Consigne a → Mettez à jour les enregistrements ci-dessous en remplaçant « pale beige butterfly » par « cream-colored butterfly » partout, sans rien modifier d'autre.

Mais aujourd'hui, alors que les isoloirs sont démontés, les urnes rangées, et après ces mois pendant lesquels partis de droite comme partis de gauche ont caché, en complices, derrière un épais rideau de fumée électoral, ce qui attend réellement les classes laborieuses, il faut bien regarder la réalité en face. Et cette réalité, c'est encore, c'est toujours la crise économique.
Cette crise ne se manifeste toujours pas par un effondrement brutal. Des crises, l'économie capitaliste en a déjà produites, et elle en connaîtra de pires. Mais pour l'instant, comme depuis des années, la crise, c'est la dégradation lente, mais continue de la situation économique. Christian Beullac, le ministre du Travail, a mis sous le coude les statistiques officielles du chômage pendant les élections, mais il a bien fallu les publier après. Ces statistiques officielles, pourtant truquées de bien des manières, indiquent une nouvelle aggravation du chômage. Tout comme les prix qui, le mois dernier, ont augmenté plus fort que les mois précédents.
Les chiffres des statistiques ne sont guère loquaces. Mais derrière ces quelque pour cent de plus par-ci, par-là, combien y a-t-il de familles ouvrières qui ne connaissaient pas le chômage et qui le connaissent aujourd'hui ? Combien y en a-t-il, où le père rejoint le fils ou la fille dans les queues à l'Agence Nationale pour l'Emploi ? Et combien y a-t-il de retraités pour qui ces fractions de pour cent de hausses de prix qui apparaissent dans les statistiques globales, représentent un drame ?
En un certain sens, Barre peut se flatter d'avoir réussi et d'avoir atteint, au moins en partie, l'objectif qu'il visait avec son pion. Il n'a certes pas mis fin à la crise. La bourgeoisie et ses hommes politiques n'ont aucune prise sur la crise provoquée par l'anarchie de leur système économique, et d'autant moins que cette crise est mondiale.
Le plan Barre visait, de façon plus modeste, mais plus réaliste du point de vue de la bourgeoisie, à diminuer la part des salaires dans le revenu national, à prélever sur la classe ouvrière de quoi permettre à la bourgeoisie de ne pas souffrir de la crise, malgré le marasme de la situation économique.
L'inflation, comme l'accroissement du chômage, aboutissent à ce résultat. En bloquant les salaires pendant que les prix montaient, Barre avait permis au patronat de faire un prélèvement de plusieurs milliards sur les revenus de la fraction de la classe ouvrière au travail. En aidant les patrons à licencier, à ne pas remplacer les ouvriers partant à la retraite, ou encore en donnant aux patrons les moyens légaux d'embaucher des jeunes sans les payer, l'État a fait également faire une économie considérable au patronat sur le dos de la classe ouvrière. Et puis, pendant que l'État imposait l'austérité à la classe ouvrière, il répondait présent aux sollicitations des plus grands groupes capitalistes pour renforcer leur situation financière par des commandes d'État, voire par des subventions sans la moindre contrepartie.

Consigne b → D'après le texte sur la crise économique, quelle fonction occupe Christian Beullac ?

Liste →
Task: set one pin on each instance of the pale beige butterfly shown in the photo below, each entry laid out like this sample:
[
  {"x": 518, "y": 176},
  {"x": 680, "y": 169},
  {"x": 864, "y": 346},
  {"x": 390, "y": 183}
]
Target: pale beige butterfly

Réponse rédigée a →
Task: set one pin on each instance of the cream-colored butterfly shown in the photo below, each entry laid out like this sample:
[
  {"x": 518, "y": 176},
  {"x": 680, "y": 169},
  {"x": 864, "y": 346},
  {"x": 390, "y": 183}
]
Target: cream-colored butterfly

Réponse rédigée b → Il est ministre du Travail.